| Job |
Reproduce every line of the records below as a numbered list, skipping any blank lines. Leave the pictures out of your answer.

═════ Supplied information

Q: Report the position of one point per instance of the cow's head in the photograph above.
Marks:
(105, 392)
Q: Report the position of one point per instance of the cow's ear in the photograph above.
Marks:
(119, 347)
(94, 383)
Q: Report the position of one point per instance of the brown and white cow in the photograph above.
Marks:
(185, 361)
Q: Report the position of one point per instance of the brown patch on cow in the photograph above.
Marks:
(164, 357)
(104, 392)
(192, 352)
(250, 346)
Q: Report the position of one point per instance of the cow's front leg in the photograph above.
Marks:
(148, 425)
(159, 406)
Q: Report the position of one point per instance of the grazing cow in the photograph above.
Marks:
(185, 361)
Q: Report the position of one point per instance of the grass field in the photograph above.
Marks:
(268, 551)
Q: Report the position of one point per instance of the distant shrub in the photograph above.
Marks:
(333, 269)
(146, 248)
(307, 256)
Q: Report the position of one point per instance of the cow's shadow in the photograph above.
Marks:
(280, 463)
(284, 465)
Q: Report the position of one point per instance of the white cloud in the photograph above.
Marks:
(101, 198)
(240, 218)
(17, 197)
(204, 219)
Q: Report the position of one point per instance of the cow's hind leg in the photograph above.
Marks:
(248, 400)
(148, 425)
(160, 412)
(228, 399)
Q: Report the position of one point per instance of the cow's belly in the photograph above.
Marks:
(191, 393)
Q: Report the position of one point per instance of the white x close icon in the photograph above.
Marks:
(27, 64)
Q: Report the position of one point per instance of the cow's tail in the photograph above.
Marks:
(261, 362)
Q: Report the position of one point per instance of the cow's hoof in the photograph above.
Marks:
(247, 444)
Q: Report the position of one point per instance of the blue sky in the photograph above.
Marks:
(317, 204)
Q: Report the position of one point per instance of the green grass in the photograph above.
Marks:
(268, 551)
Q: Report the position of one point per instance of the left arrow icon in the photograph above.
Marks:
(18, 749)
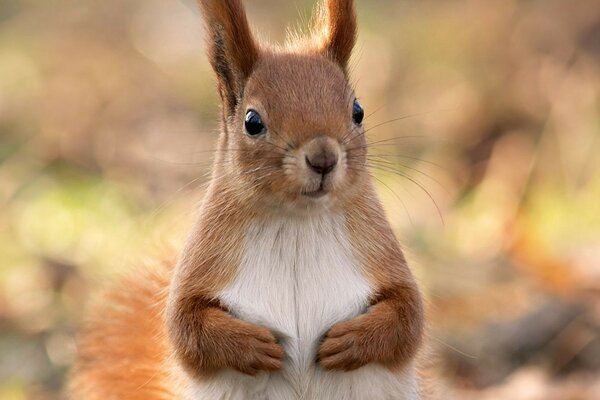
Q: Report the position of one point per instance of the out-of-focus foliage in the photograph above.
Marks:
(484, 117)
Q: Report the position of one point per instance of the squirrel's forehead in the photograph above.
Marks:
(288, 79)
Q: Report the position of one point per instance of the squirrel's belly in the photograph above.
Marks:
(299, 278)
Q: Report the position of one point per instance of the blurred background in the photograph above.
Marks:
(483, 116)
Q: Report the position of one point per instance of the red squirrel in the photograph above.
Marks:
(292, 284)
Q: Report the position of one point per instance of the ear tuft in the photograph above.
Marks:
(232, 50)
(336, 29)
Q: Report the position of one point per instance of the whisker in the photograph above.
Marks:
(392, 165)
(414, 181)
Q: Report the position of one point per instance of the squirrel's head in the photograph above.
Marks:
(292, 132)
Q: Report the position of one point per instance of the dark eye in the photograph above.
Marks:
(358, 114)
(253, 123)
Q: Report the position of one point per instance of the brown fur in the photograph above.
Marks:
(305, 100)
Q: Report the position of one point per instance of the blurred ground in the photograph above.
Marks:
(487, 110)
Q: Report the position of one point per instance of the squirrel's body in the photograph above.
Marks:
(298, 277)
(292, 285)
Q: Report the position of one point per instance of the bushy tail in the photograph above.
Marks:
(123, 349)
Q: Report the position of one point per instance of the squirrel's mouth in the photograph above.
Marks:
(316, 194)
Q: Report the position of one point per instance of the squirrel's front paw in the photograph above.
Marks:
(257, 351)
(352, 344)
(344, 347)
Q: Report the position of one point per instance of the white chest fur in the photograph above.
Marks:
(298, 277)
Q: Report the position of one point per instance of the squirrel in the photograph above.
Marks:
(292, 284)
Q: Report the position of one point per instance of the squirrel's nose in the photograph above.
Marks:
(322, 163)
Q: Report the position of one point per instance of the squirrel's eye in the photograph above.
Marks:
(358, 114)
(253, 123)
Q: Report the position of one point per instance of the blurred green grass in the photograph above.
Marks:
(107, 120)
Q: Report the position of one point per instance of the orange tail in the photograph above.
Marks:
(123, 349)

══════════

| Task result |
1. Q: Report the position of one point per instance of the cow's head in the photograph above.
2. Marks:
3. (105, 392)
4. Q: Report the position of one point per instance of the cow's ear in the photograph above.
5. Marks:
6. (119, 347)
7. (94, 383)
8. Q: Report the position of one point per instance of the brown and white cow in the photograph above.
9. Marks:
10. (185, 361)
11. Q: Report the position of one point per instance of the brown patch on cow in the photograph above.
12. Marks:
13. (164, 357)
14. (104, 392)
15. (192, 352)
16. (250, 346)
17. Q: Report the position of one point per instance of the cow's front leg in the photograph above.
18. Marks:
19. (148, 425)
20. (159, 406)
21. Q: Report the position of one point per instance of the grazing cow in the photograph above.
22. Marks:
23. (185, 361)
24. Q: Report the position of one point per instance of the grass field in the photograph above.
25. Marks:
26. (268, 551)
27. Q: Report the position of one point per instance of the distant shrub in the photograph above.
28. Marks:
29. (333, 269)
30. (146, 248)
31. (307, 256)
32. Q: Report the position of one point per instance of the cow's shadow in the photograph above.
33. Marks:
34. (280, 463)
35. (284, 465)
36. Q: Report the position of one point per instance of the white cloud in the photograph above.
37. Marks:
38. (101, 198)
39. (240, 218)
40. (17, 197)
41. (204, 219)
42. Q: Report the position of one point per instance of the cow's hind leg in the photograph above.
43. Marks:
44. (248, 400)
45. (148, 425)
46. (160, 412)
47. (228, 399)
48. Q: Report the position of one point per instance of the cow's belly in the photograph above.
49. Marks:
50. (191, 393)
51. Q: Report the position of one point per instance of the white x close icon in the photograph above.
52. Marks:
53. (27, 64)
54. Q: Report the position of one point per instance of the cow's tail in the photograph above.
55. Marks:
56. (261, 362)
57. Q: Report the position of one point per instance of the cow's hoof in the photograph above.
58. Marks:
59. (247, 444)
60. Q: Report the position of one point per instance of the blue sky in the photograph above.
61. Marks:
62. (317, 204)
63. Q: Report the position of one point per instance of the green grass in the photograph above.
64. Marks:
65. (268, 551)
66. Q: Report the position of one point per instance of the left arrow icon in the photograph above.
67. Marks:
68. (18, 749)
69. Q: Report the position of one point per instance of the out-of-focus foliage in the photograph above.
70. Marks:
71. (484, 117)
72. Q: Report the position of one point per instance of the squirrel's forehead in the photograph above.
73. Marks:
74. (288, 79)
75. Q: Report the position of one point per instance of the squirrel's belly in the photograph above.
76. Marks:
77. (299, 278)
78. Q: Report the position of one point per instance of the blurred background in the photograph above.
79. Marks:
80. (483, 116)
81. Q: Report the position of one point per instance of the red squirrel in the photograph above.
82. Marks:
83. (292, 284)
84. Q: Report the position of one point per instance of the ear tuft in the photograph above.
85. Marks:
86. (232, 50)
87. (336, 29)
88. Q: Report the position of one point per instance of the whisker in the photograph above.
89. Marks:
90. (392, 165)
91. (414, 181)
92. Q: Report the position of one point per instance of the squirrel's head in the photograph above.
93. Marks:
94. (292, 132)
95. Q: Report the position of one point per instance of the dark eye in the photograph above.
96. Marks:
97. (358, 114)
98. (253, 123)
99. Q: Report the position of one point per instance of the brown fur in the photograph above.
100. Marks:
101. (305, 100)
102. Q: Report the position of one point per instance of the blurred ground in the photograph above.
103. Marks:
104. (487, 110)
105. Q: Report the position of one point per instance of the squirrel's body in the photograph above.
106. Marks:
107. (298, 277)
108. (292, 285)
109. Q: Report the position of one point per instance of the bushy tail in the photograph above.
110. Marks:
111. (123, 349)
112. Q: Report the position of one point per instance of the squirrel's mouth in the photograph above.
113. Marks:
114. (316, 194)
115. Q: Report the position of one point per instance of the squirrel's front paw in the photograph above.
116. Marks:
117. (257, 351)
118. (352, 344)
119. (344, 347)
120. Q: Report the position of one point per instance of the white chest fur in the photograph above.
121. Marks:
122. (298, 277)
123. Q: Report the position of one point per instance of the squirrel in the photograph above.
124. Marks:
125. (292, 284)
126. Q: Report the position of one point per instance of the squirrel's nose in the photograph above.
127. Marks:
128. (322, 163)
129. Q: Report the position of one point per instance of the squirrel's eye in the photograph above.
130. Marks:
131. (358, 114)
132. (253, 123)
133. Q: Report the position of one point per instance of the blurred green grass in the photograph above.
134. Marks:
135. (107, 120)
136. Q: Report the position of one point per instance of the orange tail in the photograph above.
137. Marks:
138. (123, 349)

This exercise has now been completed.